Task to complete: The text below is about friends and World Mental Health Day. List everything the writer says they have none of.

Text provided:

_ _ _ _ _ _ _

Thursday 10 October 2013

So this one's for the friends

"So this one's for the friends
If not so for themselves
And this new life's directing us
Remind us in a town
You made us feel at home
We broke our backs on floors of stone
But I'd rather wake there any day
Than wake up here alone"
-The Chronicles of a Bohemian Teenager, Get Cape. Wear Cape. Fly

Today is World Mental Health Day. although this year the focus is on older people, I am in a nazel-gazing, emotional kind of a mood, and have found myself thinking a lot about my friends.

There are two aspects to this. Firstly, I know a lot of people with varying degrees of mental health problems. In fact, I would say that I probably know more people with some sort of mental health problem than those who don't. I find myself thinking of how much I wish I could change how they feel, draw out some of their pain or anxiety or depression for them and lighten their lives a little bit. I think of how wonderful and individual they are, and how amazingly brave and strong they are. The reasons for their problems are as diverse as they are- if there are reasons. I think of how badly they are treated by others, of the stereotypes that are applied to them, and want to shout from the rooftops about how wonderful all of these people are.

The other aspect is how my friends treat me. Its not big, sentimental gestures, nor is it anything to do with the length of time I have known someone. Its the bunch of flowers and bottle of wine that arrived in the post a few days after my marriage broke down. Its lending me an oil-filled radiator when the heating in my flat has broken and fixing my DVD player. Its letting me sit on the sofa in their house in silence because I don't feel like speaking but I don't want to be on my own. Its the rushing round to my flat to remove a spider because I'm too scared to do it myself. Its the constant sarcasm and good-natured banter at work. Its the tweeps who always cheer me up and check how I am when I am in a self-pitying mood, and the patient soothing of my drunken self via WhatsApp at 3am. Its the afternoons of laughter and the knowledge that, if I need to cry hysterically I could, and no one would think any worse of me. Its the quiet, unthinking hug when I am struggling to smile during someone's wedding, or the amazing poem written for my birthday.

These are the sort of things that I have built into my little emotional fortress. There are people out there who can't understand where I derive meaning from in life- I have no god, no children and no husband after all. But all of these little gestures, and all of these wonderful people form the basis of my meaning. Without them, I really don't know where I would be, but I'm pretty sure it would be an awfully dark place. This, for me, is the foundation of my humanism.

I don't tell my friends this kind of thing enough, but I'm so thankful and lucky to have them.

_ _ _ _ _ _ _

Information:

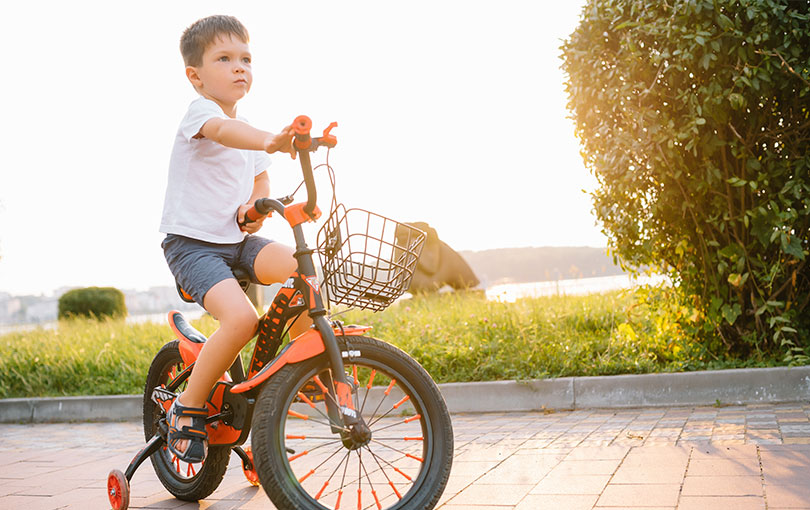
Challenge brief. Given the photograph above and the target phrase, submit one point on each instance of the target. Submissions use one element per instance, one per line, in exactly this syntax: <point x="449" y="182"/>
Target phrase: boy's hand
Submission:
<point x="253" y="226"/>
<point x="281" y="142"/>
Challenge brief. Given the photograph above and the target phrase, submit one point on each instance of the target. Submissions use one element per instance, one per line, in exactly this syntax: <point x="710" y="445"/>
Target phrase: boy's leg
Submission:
<point x="274" y="264"/>
<point x="238" y="321"/>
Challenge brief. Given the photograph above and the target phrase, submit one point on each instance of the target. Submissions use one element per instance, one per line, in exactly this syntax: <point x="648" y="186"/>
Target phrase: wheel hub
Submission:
<point x="359" y="436"/>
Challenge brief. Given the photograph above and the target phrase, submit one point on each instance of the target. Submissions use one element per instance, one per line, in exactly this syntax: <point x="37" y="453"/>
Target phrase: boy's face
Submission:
<point x="225" y="75"/>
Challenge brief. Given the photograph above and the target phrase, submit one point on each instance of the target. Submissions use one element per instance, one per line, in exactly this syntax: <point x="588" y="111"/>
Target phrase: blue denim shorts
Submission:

_ _ _ _ _ _ _

Solution to this exercise: A god, children, and a husband.